Problem requirements.
Transcribe all of the data exactly, leaving nothing out.

*** Begin section ***

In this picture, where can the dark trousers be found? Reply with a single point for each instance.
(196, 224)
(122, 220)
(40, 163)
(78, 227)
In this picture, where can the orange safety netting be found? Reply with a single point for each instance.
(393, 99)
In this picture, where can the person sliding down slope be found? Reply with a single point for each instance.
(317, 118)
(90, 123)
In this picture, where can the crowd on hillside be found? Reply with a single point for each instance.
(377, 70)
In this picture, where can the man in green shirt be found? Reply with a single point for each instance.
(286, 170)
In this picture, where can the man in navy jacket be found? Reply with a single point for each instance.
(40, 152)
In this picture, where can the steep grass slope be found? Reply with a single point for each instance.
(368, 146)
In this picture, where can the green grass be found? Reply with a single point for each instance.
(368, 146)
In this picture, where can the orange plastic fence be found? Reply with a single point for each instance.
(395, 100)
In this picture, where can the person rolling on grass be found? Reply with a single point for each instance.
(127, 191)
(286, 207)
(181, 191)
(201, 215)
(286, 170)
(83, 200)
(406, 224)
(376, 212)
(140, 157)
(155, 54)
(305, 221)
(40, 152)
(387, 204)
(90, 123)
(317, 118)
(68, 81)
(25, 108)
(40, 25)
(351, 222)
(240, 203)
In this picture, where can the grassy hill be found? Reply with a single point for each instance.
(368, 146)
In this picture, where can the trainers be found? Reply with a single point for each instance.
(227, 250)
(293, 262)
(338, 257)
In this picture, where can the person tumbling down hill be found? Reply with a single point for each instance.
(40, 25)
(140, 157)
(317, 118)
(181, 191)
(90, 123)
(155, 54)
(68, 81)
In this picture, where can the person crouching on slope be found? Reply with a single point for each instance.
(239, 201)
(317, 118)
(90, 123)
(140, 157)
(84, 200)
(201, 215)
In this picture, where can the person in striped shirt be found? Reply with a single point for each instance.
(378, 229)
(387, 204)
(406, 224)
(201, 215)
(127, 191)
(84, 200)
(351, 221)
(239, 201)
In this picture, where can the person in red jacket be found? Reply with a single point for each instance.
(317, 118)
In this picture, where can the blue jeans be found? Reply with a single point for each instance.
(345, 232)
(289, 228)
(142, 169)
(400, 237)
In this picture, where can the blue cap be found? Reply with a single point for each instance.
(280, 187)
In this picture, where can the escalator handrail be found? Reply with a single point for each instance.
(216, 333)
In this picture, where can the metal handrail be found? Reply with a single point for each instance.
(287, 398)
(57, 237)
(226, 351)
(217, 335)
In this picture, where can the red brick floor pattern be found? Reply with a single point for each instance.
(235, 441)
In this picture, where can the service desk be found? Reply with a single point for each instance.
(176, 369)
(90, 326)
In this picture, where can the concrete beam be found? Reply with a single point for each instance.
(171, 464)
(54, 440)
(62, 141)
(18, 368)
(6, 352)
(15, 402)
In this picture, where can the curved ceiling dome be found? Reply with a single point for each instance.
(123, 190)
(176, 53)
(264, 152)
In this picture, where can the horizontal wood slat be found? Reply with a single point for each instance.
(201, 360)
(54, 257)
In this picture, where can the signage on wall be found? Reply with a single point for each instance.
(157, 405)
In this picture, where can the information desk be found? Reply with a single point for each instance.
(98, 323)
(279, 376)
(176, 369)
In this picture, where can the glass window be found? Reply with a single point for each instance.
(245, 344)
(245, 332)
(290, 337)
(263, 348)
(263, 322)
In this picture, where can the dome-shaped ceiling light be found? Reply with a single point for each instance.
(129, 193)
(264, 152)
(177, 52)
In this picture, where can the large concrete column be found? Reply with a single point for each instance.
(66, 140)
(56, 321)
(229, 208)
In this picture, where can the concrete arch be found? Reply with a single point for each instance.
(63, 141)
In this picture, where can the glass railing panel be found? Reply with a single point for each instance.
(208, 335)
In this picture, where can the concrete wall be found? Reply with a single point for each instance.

*** End section ***

Result below.
In this picture, where can the dark trousers be found? Reply with a single point for each instance.
(196, 224)
(122, 220)
(40, 163)
(78, 227)
In this picture, where can the orange safety netting be found? Reply with a single point for each instance.
(393, 99)
In this picture, where can the person sliding down slope be found? Reply with a single point for each instance.
(317, 118)
(90, 123)
In this picture, where can the crowd on hillside be found? Reply with a single point for each instance.
(377, 70)
In this picture, where can the man in green shirt be found? Reply with a single point for each instance.
(286, 170)
In this picture, where can the man in navy jacket be found? Reply with a single point for each instance.
(40, 152)
In this picture, where can the steep grass slope be found? Reply with a single point for each instance.
(368, 146)
In this picture, where can the green grass be found? Reply with a single point for each instance.
(368, 146)
In this picture, where can the orange plastic fence be found? Reply with a single point for each instance.
(395, 100)
In this picture, where can the person rolling on grass be found? Reply with a single point for each instance.
(127, 191)
(286, 207)
(181, 191)
(201, 215)
(286, 170)
(83, 200)
(406, 224)
(376, 212)
(140, 157)
(155, 54)
(305, 221)
(40, 152)
(387, 204)
(90, 123)
(317, 118)
(68, 81)
(25, 108)
(40, 25)
(351, 222)
(240, 203)
In this picture, where can the grassy hill be found? Reply with a single point for each instance.
(368, 146)
In this picture, where can the trainers be found? Reply with a single point for each instance.
(227, 250)
(293, 262)
(338, 257)
In this picture, where can the person tumbling down hill be found? Reply with a single point for each instance.
(40, 25)
(140, 157)
(317, 118)
(181, 191)
(90, 123)
(155, 54)
(68, 81)
In this picture, where can the person crouching on slope be found? Reply with a single point for each instance.
(239, 201)
(317, 118)
(90, 123)
(140, 157)
(84, 200)
(201, 215)
In this picture, where can the person in striped shirt be found? Reply with a single point for each instance.
(378, 229)
(387, 204)
(406, 224)
(201, 215)
(127, 191)
(84, 200)
(351, 221)
(239, 201)
In this picture, where can the person in red jacket be found? Reply with a single point for each instance.
(317, 118)
In this picture, where can the blue jeans be found? Reply with a single point for each instance.
(345, 232)
(289, 228)
(142, 169)
(400, 237)
In this picture, where can the blue cap be found? Reply with a single point for each instance.
(280, 187)
In this picture, where can the escalator handrail be found? Reply with a single point for each instance.
(216, 333)
In this picture, where can the metal handrail be found? Reply with a single point for each instance.
(287, 398)
(57, 237)
(226, 351)
(217, 335)
In this picture, where can the red brick floor pattern be found? Reply with a single point for each instance.
(235, 441)
In this picture, where can the service desk be found? Reply with a single point for each instance.
(176, 369)
(90, 326)
In this picture, where can the concrete beam be found? Reply with a single point for each instance.
(171, 464)
(54, 440)
(62, 141)
(18, 368)
(6, 352)
(15, 402)
In this picture, where can the curved ceiling dome be found? Reply with a single point for each instance.
(123, 190)
(176, 53)
(264, 152)
In this picture, where can the horizontal wood slat be found? Reply with a single point for each instance.
(201, 360)
(54, 257)
In this picture, where can the signage on wall be found? Reply with a single point for each instance.
(157, 405)
In this picture, where can the information desk be found? Reply with a single point for each instance.
(98, 323)
(279, 376)
(176, 369)
In this picture, where can the glass window be found? Reply with a single point for each instance.
(245, 344)
(245, 332)
(290, 337)
(263, 348)
(263, 322)
In this picture, where can the dome-shaped ceiling light be found? Reply with a single point for each instance.
(129, 193)
(264, 152)
(177, 52)
In this picture, where can the large concrete column be found? Reply with a single point for each instance.
(66, 140)
(56, 321)
(229, 208)
In this picture, where can the concrete arch be found? Reply with a single point for each instance.
(63, 141)
In this picture, where can the glass railing panel be found? Reply with a single point for each instance.
(208, 335)
In this picture, where can the concrete wall be found? Reply with a single point for each instance.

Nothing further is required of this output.